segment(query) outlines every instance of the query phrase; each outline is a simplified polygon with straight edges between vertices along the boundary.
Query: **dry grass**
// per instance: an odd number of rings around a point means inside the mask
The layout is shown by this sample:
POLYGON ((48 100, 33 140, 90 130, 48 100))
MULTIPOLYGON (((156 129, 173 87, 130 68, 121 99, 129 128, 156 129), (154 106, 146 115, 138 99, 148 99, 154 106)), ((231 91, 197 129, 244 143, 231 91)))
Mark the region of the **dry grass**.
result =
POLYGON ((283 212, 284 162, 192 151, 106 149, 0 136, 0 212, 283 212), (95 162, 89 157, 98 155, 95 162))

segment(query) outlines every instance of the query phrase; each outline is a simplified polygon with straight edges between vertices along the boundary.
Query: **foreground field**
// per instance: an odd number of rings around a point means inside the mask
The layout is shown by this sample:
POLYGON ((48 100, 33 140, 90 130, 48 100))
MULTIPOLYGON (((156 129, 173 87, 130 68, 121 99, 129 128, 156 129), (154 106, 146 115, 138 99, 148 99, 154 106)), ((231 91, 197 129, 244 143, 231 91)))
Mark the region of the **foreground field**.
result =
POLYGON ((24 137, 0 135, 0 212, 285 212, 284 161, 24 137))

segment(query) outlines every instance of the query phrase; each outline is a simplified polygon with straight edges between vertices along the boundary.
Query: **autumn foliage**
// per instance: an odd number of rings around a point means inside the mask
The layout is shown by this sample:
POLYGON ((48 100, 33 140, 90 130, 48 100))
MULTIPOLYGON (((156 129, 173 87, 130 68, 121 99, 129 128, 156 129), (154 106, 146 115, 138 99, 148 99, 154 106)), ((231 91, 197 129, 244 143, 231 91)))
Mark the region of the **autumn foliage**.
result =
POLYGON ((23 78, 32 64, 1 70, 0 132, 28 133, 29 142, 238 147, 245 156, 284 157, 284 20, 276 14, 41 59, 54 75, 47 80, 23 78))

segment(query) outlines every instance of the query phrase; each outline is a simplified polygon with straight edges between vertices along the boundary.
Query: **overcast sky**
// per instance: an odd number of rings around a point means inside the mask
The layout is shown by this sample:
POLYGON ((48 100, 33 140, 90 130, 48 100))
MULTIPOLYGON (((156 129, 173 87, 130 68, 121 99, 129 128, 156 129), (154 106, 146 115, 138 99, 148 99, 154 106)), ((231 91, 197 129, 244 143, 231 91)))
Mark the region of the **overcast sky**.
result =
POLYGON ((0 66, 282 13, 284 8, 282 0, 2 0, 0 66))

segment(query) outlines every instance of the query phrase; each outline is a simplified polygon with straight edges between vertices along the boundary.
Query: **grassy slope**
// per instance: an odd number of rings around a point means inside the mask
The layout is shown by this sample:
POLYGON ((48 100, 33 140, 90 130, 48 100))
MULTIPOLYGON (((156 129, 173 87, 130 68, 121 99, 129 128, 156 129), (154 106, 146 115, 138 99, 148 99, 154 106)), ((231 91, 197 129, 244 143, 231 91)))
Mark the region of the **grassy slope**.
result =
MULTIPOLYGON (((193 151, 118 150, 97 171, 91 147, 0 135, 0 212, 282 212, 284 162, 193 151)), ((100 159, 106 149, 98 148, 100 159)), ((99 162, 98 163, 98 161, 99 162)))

PROBLEM TO WORK ON:
Reproduce all the items above line for line, keeping every character unchanged.

WORKED SOLUTION:
segment(query) outlines every instance of the query phrase; each outline is a simplified polygon with straight edges between vertices along the boundary.
Query: **dry grass**
// per instance: an odd number of rings around a point means inside the mask
The layout is shown by this sample:
POLYGON ((48 100, 33 140, 90 130, 48 100))
MULTIPOLYGON (((156 129, 173 87, 130 68, 121 99, 129 128, 156 129), (154 106, 146 115, 138 99, 148 99, 154 106)), ((231 91, 197 129, 244 143, 231 91)))
Mark the region of the **dry grass**.
result =
POLYGON ((283 212, 284 162, 192 151, 106 149, 0 136, 0 212, 283 212), (95 162, 89 157, 98 155, 95 162))

segment(query) outlines every instance of the query phrase; each outline is a simplified polygon with straight edges between vertices along the boundary.
Query: **foreground field**
// per instance: an odd number of rings around a point means inside the mask
The layout is shown by this sample:
POLYGON ((48 100, 33 140, 90 130, 48 100))
MULTIPOLYGON (((156 129, 173 87, 130 68, 121 99, 129 128, 156 129), (154 106, 146 115, 138 99, 148 99, 154 106)), ((231 91, 197 129, 244 143, 231 91)))
Mark the region of the **foreground field**.
result =
POLYGON ((24 137, 0 135, 0 212, 285 212, 284 161, 24 137))

segment(query) outlines every instance of the query phrase; each outline is a simplified polygon with straight edges between vertices along the boundary.
Query: **autumn foliage**
// per instance: an odd number of rings around a point means inside the mask
The layout is shown by this sample:
POLYGON ((48 100, 33 140, 90 130, 48 100))
MULTIPOLYGON (((156 129, 173 87, 130 68, 121 99, 129 128, 156 129), (154 106, 146 115, 138 99, 148 99, 154 106)), ((231 91, 197 129, 244 143, 231 91)))
Mark the region of the **autumn foliage**.
result =
POLYGON ((23 78, 32 64, 1 70, 0 132, 28 133, 29 142, 238 147, 245 156, 284 157, 284 20, 276 14, 41 59, 54 75, 47 80, 23 78))

segment(query) outlines every instance of the query phrase; each outline is a simplified polygon with straight edges between vertices along the boundary.
Query: **overcast sky**
// per instance: an odd number of rings around a point means inside the mask
The layout is shown by this sample:
POLYGON ((48 100, 33 140, 90 130, 48 100))
MULTIPOLYGON (((156 129, 173 87, 130 68, 121 99, 129 128, 156 129), (154 106, 146 115, 138 99, 148 99, 154 106)), ((231 91, 197 129, 244 143, 231 91)))
Mark the region of the **overcast sky**.
result =
POLYGON ((0 66, 282 13, 284 8, 282 0, 2 0, 0 66))

segment(query) outlines every instance of the query phrase; each outline is a simplified polygon with straight edges between vertices along the boundary.
Query: **grassy slope**
// per instance: an odd number of rings around a point means inside the mask
The layout is shown by this sample:
POLYGON ((48 100, 33 140, 90 130, 48 100))
MULTIPOLYGON (((156 129, 173 87, 130 68, 121 99, 129 128, 156 129), (154 106, 146 115, 138 99, 148 99, 154 106)), ((231 91, 197 129, 244 143, 231 91)))
Mark the region of the **grassy slope**.
result =
MULTIPOLYGON (((193 151, 118 150, 97 171, 91 147, 0 135, 0 212, 282 212, 284 162, 193 151)), ((100 159, 106 149, 98 148, 100 159)), ((99 162, 98 163, 98 161, 99 162)))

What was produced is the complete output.